# Directions
Print nothing but the lines below starting at the line that holds "Detection query: logo on sail" and ending at the line that holds "Detection query: red umbrella", including both, each exactly as written.

(Free-text object descriptions)
+--

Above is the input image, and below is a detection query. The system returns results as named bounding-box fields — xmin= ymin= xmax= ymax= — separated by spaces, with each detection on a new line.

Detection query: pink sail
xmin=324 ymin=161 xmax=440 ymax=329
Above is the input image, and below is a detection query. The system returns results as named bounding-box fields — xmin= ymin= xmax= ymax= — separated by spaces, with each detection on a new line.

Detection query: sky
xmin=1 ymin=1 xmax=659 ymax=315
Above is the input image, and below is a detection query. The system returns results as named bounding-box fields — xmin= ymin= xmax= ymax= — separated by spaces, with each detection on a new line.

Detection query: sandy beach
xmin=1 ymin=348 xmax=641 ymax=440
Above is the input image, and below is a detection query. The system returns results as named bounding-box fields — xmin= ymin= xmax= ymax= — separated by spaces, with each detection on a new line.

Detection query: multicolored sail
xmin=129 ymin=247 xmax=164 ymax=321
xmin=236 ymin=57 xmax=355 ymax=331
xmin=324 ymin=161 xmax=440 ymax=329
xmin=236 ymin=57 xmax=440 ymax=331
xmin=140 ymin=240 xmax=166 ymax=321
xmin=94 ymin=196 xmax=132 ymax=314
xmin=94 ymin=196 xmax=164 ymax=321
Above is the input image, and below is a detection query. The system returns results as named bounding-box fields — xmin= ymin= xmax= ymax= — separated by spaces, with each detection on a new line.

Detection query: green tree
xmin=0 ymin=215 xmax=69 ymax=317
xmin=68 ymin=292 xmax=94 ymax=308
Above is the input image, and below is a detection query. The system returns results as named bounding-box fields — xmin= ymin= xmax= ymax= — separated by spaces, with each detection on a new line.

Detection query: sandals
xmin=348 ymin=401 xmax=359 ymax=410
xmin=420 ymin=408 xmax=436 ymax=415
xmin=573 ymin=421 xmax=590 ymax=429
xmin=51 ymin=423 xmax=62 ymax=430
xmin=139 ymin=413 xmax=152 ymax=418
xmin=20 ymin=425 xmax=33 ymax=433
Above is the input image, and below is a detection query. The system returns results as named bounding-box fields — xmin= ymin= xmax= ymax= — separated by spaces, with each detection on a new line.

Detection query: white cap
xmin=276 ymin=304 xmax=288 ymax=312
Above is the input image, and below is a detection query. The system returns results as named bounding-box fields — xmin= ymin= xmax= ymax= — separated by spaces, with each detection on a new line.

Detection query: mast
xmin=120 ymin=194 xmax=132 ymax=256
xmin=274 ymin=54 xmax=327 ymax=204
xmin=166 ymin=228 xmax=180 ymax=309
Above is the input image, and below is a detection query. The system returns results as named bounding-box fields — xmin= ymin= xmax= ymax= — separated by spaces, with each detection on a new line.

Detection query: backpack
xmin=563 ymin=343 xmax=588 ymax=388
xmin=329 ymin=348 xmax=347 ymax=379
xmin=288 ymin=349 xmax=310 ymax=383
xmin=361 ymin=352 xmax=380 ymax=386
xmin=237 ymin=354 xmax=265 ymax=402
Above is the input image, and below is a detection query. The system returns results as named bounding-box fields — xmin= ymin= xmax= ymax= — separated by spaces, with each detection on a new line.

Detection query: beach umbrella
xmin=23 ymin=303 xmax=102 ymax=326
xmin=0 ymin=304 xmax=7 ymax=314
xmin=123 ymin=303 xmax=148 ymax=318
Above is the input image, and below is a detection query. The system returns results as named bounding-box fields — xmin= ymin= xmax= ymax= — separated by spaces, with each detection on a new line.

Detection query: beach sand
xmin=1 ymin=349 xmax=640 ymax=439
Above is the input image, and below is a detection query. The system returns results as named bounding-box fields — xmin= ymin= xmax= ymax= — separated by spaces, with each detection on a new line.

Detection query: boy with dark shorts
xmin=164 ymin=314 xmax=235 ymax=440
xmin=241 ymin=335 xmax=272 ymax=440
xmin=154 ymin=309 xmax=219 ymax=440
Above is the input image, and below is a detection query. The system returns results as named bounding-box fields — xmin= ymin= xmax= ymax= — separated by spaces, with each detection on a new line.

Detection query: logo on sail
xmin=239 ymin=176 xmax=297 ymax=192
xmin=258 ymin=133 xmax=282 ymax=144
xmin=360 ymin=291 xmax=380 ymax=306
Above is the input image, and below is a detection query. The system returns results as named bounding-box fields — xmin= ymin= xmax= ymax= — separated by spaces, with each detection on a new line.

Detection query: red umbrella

+--

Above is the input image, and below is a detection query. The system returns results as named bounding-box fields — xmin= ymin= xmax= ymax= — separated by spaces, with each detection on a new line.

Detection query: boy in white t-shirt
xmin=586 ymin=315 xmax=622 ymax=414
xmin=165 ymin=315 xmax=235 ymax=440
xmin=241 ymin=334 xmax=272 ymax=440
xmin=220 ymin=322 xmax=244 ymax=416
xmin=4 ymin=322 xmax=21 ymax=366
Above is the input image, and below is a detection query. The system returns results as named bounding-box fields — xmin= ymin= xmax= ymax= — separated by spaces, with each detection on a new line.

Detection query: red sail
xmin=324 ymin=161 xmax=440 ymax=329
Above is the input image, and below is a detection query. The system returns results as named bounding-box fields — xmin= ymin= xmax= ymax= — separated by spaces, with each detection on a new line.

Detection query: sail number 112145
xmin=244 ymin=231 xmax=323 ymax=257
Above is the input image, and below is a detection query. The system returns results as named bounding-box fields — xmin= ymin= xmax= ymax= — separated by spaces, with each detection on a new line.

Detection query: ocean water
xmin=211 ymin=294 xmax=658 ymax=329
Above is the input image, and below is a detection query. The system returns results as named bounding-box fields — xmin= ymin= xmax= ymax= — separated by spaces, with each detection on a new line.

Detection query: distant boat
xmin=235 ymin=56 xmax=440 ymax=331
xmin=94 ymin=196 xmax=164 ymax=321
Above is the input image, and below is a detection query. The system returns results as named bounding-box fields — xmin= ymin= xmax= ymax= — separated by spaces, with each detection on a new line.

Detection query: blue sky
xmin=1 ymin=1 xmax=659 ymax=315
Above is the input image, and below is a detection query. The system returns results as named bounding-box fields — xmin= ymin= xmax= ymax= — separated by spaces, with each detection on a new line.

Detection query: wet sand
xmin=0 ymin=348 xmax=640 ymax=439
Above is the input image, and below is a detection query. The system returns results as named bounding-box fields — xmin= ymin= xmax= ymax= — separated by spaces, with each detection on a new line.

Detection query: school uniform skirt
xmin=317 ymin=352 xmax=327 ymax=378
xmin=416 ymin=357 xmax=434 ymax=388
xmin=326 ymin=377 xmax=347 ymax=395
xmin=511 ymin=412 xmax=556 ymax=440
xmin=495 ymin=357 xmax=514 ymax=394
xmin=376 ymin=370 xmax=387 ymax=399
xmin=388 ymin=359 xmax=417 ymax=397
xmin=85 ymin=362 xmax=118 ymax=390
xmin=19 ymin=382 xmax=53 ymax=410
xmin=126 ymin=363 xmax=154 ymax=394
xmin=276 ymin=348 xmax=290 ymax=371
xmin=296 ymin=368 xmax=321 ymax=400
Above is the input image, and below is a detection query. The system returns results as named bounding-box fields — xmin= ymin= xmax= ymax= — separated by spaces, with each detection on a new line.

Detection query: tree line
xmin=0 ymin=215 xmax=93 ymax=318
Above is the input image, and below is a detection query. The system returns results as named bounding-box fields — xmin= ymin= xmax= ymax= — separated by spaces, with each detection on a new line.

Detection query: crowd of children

+--

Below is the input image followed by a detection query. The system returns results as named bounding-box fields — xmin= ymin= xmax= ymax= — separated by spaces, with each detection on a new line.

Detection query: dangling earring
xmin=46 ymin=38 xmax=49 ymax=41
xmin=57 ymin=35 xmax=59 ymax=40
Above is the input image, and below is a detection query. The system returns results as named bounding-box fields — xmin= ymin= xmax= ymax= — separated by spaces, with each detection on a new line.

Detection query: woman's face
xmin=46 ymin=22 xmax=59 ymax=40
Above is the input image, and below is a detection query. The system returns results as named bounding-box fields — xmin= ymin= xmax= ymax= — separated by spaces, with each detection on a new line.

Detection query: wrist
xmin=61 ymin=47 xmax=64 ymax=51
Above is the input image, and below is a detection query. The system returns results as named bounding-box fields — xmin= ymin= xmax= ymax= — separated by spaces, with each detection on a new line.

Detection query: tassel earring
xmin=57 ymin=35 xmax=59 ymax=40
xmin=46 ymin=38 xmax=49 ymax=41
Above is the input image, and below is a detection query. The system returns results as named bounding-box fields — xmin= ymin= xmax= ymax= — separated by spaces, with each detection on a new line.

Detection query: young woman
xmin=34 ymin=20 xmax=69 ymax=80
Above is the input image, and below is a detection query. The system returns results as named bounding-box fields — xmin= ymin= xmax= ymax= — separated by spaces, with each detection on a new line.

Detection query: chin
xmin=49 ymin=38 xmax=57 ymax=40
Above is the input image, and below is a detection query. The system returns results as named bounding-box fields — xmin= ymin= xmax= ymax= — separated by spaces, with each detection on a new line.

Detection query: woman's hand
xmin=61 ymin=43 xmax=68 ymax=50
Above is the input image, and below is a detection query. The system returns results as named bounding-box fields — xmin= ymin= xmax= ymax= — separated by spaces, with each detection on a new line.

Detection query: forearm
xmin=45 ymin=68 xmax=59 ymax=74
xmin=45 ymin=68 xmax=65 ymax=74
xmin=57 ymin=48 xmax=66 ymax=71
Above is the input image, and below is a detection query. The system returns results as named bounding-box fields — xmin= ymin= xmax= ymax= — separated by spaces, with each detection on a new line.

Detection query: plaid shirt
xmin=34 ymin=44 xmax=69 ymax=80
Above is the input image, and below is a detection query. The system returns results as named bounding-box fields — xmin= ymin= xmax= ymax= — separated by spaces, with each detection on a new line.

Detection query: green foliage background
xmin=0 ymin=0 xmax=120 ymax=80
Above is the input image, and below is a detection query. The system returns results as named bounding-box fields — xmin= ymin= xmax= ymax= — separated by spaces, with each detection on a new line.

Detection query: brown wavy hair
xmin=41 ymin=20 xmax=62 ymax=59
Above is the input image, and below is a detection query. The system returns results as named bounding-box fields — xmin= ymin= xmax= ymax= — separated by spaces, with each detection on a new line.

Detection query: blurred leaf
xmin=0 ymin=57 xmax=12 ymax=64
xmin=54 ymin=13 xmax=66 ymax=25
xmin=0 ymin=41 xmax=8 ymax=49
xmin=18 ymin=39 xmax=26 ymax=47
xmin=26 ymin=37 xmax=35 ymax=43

+--

# Answer to this problem
Detection query: logo on sail
xmin=239 ymin=176 xmax=297 ymax=192
xmin=258 ymin=133 xmax=282 ymax=144
xmin=360 ymin=291 xmax=380 ymax=306
Above is the input image, and below is a detection query. The system returns results as named bounding-box fields — xmin= ymin= xmax= ymax= — separated by spaces, with each detection on a new line.

Detection query: red umbrella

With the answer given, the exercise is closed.